** Begin MATERIAL FOR THIS TASK **
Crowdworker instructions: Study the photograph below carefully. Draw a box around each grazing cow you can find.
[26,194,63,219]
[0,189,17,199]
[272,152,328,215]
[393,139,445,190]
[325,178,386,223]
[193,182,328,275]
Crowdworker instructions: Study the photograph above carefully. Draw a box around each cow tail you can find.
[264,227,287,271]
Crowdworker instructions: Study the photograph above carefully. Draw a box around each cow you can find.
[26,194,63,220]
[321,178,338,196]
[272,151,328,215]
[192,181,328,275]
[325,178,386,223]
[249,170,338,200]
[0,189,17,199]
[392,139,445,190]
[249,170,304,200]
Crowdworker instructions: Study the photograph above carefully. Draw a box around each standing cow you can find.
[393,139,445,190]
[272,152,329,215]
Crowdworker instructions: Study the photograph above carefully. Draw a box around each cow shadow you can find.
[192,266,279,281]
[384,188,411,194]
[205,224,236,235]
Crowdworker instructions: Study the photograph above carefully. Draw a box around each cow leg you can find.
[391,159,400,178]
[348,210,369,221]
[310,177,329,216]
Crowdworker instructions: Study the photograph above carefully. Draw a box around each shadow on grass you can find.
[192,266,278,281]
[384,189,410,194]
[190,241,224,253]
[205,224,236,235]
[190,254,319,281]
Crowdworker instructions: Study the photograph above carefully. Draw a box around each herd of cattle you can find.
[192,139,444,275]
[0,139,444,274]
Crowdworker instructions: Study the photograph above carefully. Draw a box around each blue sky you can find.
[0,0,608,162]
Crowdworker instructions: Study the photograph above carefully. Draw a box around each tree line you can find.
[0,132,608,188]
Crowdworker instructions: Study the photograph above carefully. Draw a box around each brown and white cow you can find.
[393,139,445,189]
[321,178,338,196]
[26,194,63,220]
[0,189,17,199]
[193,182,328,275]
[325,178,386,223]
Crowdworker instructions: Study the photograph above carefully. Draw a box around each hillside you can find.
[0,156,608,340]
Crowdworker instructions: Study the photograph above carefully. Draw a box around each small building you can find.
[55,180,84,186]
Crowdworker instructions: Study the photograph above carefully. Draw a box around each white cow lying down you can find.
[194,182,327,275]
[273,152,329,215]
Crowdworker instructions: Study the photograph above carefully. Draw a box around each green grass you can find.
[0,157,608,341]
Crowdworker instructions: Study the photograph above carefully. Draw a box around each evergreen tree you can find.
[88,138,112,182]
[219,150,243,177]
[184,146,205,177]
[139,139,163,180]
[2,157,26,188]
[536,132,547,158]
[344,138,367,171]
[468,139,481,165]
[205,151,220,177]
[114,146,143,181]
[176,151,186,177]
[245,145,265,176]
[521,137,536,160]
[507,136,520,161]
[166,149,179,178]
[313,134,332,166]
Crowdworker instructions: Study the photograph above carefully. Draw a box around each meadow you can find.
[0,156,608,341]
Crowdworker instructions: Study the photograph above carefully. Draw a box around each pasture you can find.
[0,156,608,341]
** End MATERIAL FOR THIS TASK **
BRIEF ▸
Reproduce every row above verbatim, in the same order.

FINISHED EXERCISE ▸
Crowdworker instructions: Study the photograph below carefully. Draw a box around each grazing cow you can find.
[26,194,63,219]
[0,189,17,199]
[272,152,328,215]
[393,139,445,190]
[325,178,386,223]
[193,182,328,275]
Crowdworker instructions: Study the photograph above carefully. Draw a box around each cow tail you can find.
[264,227,287,271]
Crowdworker instructions: Study the photograph above carefully. Draw a box around each cow you can find.
[26,194,63,220]
[321,178,338,196]
[272,151,328,215]
[192,181,328,275]
[325,178,386,223]
[249,170,338,200]
[0,189,17,199]
[392,139,445,190]
[249,170,304,200]
Crowdworker instructions: Study the photograph above carefully. Draw a box around each standing cow you can find.
[393,139,445,190]
[272,152,329,215]
Crowdworker instructions: Study the photograph above carefully. Draw a box around each cow shadow you can find.
[192,266,279,281]
[384,188,411,194]
[205,224,236,235]
Crowdworker instructions: Study the photograph above carefully. Draw a box around each cow leg you can find.
[391,159,400,178]
[348,210,369,221]
[310,177,329,216]
Crowdworker instructions: Study the photograph above carefully. Draw a box around each shadow on grass you can find.
[192,266,278,281]
[384,189,410,194]
[190,241,224,253]
[205,224,236,235]
[190,254,319,281]
Crowdworker instructions: Study the photograph above carefully. Draw a box around each herd of cattle you can find.
[192,139,444,275]
[0,139,444,274]
Crowdworker instructions: Study the photograph above carefully. Draw a box around each blue sky you can find.
[0,0,608,162]
Crowdworker instructions: Study the photograph above carefully. Draw a box around each tree line you can find.
[0,132,608,188]
Crowdworker instructions: Study the photograph above carefully. Draw a box around each brown and white cow you can find.
[393,139,445,189]
[321,178,338,196]
[26,194,63,220]
[0,189,17,199]
[193,182,328,275]
[325,178,386,223]
Crowdworker instructions: Study the photograph above carefully. Draw a box around each hillside you can find.
[0,156,608,340]
Crowdworker instructions: Study the photograph above carefully. Draw a box around each small building you can find.
[55,180,84,186]
Crowdworker instructions: Study the photograph above carefully. Draw a box around each white cow lying down you can find.
[194,182,327,275]
[273,152,329,215]
Crowdworker instructions: Study the photograph above carefully. Draw a box around each green grass you can find.
[0,157,608,341]
Crowdworker instructions: Study the photograph above carefully. Draw a box around each evergreen tree you can find.
[88,138,112,182]
[219,150,243,177]
[184,146,205,177]
[139,139,163,180]
[2,157,26,188]
[536,132,547,158]
[344,138,367,171]
[468,139,481,165]
[205,151,220,177]
[114,146,143,181]
[176,151,186,177]
[245,145,265,176]
[521,137,536,160]
[507,136,520,161]
[166,149,179,178]
[313,134,332,166]
Crowdworker instructions: Study the photograph above carefully. Draw a box around each meadow you can find.
[0,156,608,341]
Crowdworker instructions: Study the photograph above carefully. Draw a box around each pasture you can find.
[0,156,608,341]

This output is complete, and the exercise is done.